▶ _Exercise details_: Return, without anything added, the lines from the one containing "Check that every instance of the sunglasses" through the end of the entries below, exactly as written.

####

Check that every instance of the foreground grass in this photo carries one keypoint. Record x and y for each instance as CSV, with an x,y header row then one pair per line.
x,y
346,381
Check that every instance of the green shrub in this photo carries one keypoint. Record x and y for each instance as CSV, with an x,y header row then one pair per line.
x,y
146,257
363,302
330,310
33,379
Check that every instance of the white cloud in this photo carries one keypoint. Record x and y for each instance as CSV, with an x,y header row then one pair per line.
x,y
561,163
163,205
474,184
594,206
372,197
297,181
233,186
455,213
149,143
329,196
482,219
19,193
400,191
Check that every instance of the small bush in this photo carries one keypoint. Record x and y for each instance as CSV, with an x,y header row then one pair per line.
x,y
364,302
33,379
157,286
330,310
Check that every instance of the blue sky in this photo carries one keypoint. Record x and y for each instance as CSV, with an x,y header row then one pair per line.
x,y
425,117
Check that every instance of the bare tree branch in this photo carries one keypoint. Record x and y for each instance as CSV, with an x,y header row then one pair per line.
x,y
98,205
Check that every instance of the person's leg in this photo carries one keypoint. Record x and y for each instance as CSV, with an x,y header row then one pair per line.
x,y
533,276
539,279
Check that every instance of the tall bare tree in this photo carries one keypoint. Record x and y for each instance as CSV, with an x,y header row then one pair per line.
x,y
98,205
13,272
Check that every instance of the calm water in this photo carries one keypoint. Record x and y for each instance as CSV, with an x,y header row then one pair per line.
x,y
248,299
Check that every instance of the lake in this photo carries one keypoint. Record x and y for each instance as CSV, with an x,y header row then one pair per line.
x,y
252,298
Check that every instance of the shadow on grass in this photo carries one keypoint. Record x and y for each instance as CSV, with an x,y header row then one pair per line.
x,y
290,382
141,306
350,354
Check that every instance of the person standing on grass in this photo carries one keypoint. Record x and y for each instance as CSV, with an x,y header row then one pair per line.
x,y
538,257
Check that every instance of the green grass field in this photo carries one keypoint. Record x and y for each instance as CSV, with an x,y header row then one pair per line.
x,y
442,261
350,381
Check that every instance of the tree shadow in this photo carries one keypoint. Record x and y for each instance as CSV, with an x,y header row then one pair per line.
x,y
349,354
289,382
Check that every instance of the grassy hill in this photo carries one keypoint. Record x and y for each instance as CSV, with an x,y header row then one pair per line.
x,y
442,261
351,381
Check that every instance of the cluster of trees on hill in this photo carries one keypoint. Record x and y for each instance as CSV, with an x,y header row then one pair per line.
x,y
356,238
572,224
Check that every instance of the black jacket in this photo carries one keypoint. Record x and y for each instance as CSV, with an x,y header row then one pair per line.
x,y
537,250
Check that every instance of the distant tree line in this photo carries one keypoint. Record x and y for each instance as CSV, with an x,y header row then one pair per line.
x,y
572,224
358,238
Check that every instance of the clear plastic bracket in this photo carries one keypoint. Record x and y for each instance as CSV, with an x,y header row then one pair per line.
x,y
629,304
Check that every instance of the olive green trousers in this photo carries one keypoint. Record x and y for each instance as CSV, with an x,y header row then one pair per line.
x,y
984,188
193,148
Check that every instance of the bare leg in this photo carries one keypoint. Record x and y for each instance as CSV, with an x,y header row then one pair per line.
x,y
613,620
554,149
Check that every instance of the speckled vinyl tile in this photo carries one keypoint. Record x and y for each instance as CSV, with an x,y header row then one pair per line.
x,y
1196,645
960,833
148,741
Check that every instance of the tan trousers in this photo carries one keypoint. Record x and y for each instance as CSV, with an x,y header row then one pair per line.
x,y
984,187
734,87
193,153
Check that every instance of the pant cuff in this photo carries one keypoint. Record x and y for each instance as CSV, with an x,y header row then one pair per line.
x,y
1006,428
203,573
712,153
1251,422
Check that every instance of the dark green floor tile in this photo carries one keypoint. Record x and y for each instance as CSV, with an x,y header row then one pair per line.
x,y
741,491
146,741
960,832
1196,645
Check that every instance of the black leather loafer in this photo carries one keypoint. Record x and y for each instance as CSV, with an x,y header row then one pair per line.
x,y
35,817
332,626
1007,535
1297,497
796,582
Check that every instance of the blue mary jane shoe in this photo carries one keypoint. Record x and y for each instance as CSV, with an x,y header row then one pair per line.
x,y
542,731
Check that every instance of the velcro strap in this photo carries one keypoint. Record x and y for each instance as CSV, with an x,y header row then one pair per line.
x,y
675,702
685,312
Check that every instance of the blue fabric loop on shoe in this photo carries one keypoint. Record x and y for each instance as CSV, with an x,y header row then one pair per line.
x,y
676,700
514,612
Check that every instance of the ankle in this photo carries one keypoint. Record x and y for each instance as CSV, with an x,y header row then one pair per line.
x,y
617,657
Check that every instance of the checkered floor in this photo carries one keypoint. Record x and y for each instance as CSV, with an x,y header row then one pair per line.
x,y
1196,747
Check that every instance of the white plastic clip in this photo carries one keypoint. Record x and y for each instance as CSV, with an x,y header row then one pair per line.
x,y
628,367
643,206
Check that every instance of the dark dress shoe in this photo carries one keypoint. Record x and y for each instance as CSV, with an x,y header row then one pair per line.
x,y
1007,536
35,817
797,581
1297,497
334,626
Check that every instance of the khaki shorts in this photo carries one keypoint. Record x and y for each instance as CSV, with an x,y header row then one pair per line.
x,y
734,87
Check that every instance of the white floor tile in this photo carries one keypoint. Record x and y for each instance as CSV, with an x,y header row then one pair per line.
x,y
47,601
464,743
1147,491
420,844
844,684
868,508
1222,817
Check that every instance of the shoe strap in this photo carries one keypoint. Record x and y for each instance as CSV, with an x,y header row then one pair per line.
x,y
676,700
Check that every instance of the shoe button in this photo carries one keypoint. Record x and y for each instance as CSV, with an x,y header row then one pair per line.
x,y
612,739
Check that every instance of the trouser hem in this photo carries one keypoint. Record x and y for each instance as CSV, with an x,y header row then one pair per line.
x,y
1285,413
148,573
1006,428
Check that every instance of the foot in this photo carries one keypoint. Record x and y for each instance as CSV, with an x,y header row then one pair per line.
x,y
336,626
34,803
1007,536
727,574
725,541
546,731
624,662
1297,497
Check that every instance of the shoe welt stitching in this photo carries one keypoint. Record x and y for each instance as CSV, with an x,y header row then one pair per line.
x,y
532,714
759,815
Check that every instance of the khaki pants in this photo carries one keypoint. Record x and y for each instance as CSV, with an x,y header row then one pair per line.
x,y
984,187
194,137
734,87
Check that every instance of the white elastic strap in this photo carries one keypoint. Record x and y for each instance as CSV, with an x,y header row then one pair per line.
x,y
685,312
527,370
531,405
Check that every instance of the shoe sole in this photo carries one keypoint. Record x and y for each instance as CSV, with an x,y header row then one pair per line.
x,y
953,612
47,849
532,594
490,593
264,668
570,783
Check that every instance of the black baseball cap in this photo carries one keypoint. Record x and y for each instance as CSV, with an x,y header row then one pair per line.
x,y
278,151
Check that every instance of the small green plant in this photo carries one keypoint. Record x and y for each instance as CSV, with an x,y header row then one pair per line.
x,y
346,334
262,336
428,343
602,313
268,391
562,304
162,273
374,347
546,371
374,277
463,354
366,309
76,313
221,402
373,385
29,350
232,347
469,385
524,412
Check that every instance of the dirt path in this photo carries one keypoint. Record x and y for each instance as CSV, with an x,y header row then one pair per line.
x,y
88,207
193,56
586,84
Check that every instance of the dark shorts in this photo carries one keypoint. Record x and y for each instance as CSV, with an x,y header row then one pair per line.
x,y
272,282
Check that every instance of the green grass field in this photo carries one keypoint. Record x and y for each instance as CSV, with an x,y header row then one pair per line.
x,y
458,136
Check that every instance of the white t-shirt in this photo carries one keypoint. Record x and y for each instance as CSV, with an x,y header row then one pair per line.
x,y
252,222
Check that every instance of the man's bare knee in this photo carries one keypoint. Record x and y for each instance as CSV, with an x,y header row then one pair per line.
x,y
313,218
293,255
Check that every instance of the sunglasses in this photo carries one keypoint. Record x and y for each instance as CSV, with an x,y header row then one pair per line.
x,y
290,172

####

▶ _Exercise output_:
Check that every instance of the sunglasses in this photo carries one keypoint. Record x and y for each instance as CSV, with an x,y header row then one pair per line.
x,y
290,172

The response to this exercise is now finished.